# PROBLEMS AND TASKS:
[a] List every person named in the article below on the murder of Paris Talley.
[b] Using the article below on the murder of Paris Talley, answer each question:
(i) What crime was Arnold convicted of in 2000?
(ii) For how long was Paris placed in the microwave?
(iii) On what date was Arnold rearrested?

# TEXT FOR ANALYSIS:
=-=-=-=-=
- Location: Dayton, Ohio, U.S.
- Date: August 30, 2005
- Weapon: Microwave oven
- Victim: Paris Talley
- Perpetrator: China Arnold
- Convictions: Aggravated murder

= Murder of Paris Talley =

2005 infanticide in Ohio, United States

On August 30, 2005, four-week-old Paris Talley was murdered by her mother, 25-year-old China Arnold. The murder attracted widespread attention in 2006, when it was reported that Talley was killed by being put into a microwave oven.

In 2008, Arnold was convicted of aggravated murder and sentenced to life in prison without the possibility of parole. In 2010, the ruling was reversed, with a retrial again convicting Arnold of aggravated murder the following year.

== Background ==
There had previously been only one known case of infanticide via microwave overheating, also in the United States. Five-week-old Joseph Lewis Martinez had been killed by his mother, 19-year-old Elizabeth Renee Otte, on September 23, 1999, in New Kent County, Virginia. In Martinez's case, it was decided that Otte had mistaken the child for a bottle of milk during an epileptic seizure, leading to a reduced charge and conviction of involuntary manslaughter, for which she served a five-year prison sentence.

==Case==
China Arnold (born March 29, 1980) and her children lived with her boyfriend, Terrell Talley, in a housing complex in Dayton, Ohio. Arnold had been convicted of abduction in 2000 and forgery in 2002.

On August 30, 2005, there was an argument over Paris' paternity. They got in a fight and her anger turned into violence, after which 28-day-old Paris was placed in a microwave for two minutes. She then removed the baby and put her on the table. Paris had died within seconds due to the heat. Arnold then brought Paris to Children's Medical Center. Medical experts said the baby died after her temperature reached 107-108 °F. She had no external burns but did suffer high-heat internal injuries.

Finding Paris cold and stiff with burn marks on her body the next day, her parents took her to the hospital where she was pronounced dead. Arnold told investigators that she had been intoxicated. John Paul Rion, the attorney who represented Arnold at her first trial, said she was intoxicated to the point of blacking out when the child died.

===Arrests===
Arnold was arrested and subsequently released due to a lack of evidence. She was rearrested on November 25, 2006.
=-=-=-=-=
# DATA EXTRACT:
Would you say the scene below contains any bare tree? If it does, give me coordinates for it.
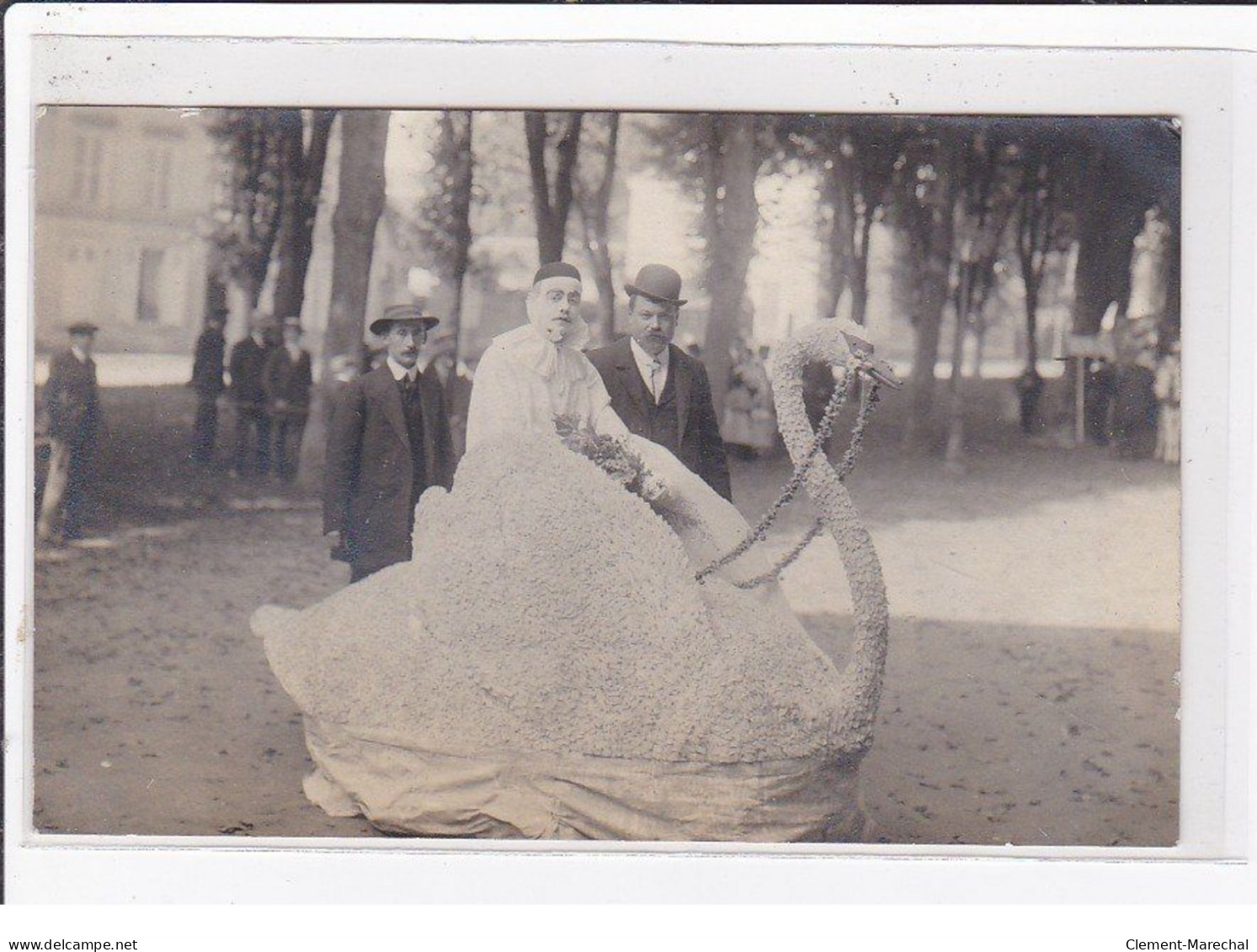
=-=-=-=-=
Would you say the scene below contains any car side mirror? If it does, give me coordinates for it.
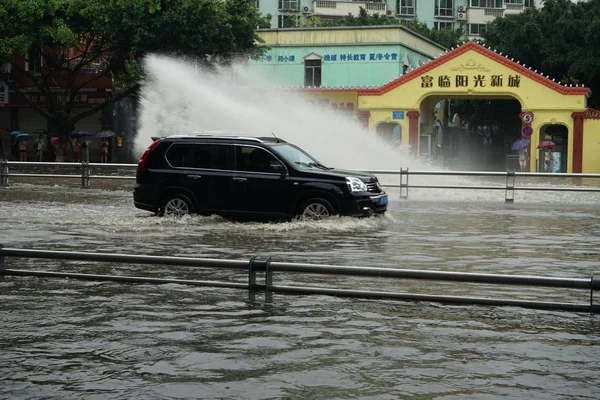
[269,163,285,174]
=-=-=-=-=
# TASK RESPONSES:
[a]
Paris Talley
China Arnold
Joseph Lewis Martinez
Elizabeth Renee Otte
Terrell Talley
John Paul Rion

[b]
(i) Abduction.
(ii) Two minutes.
(iii) November 25, 2006.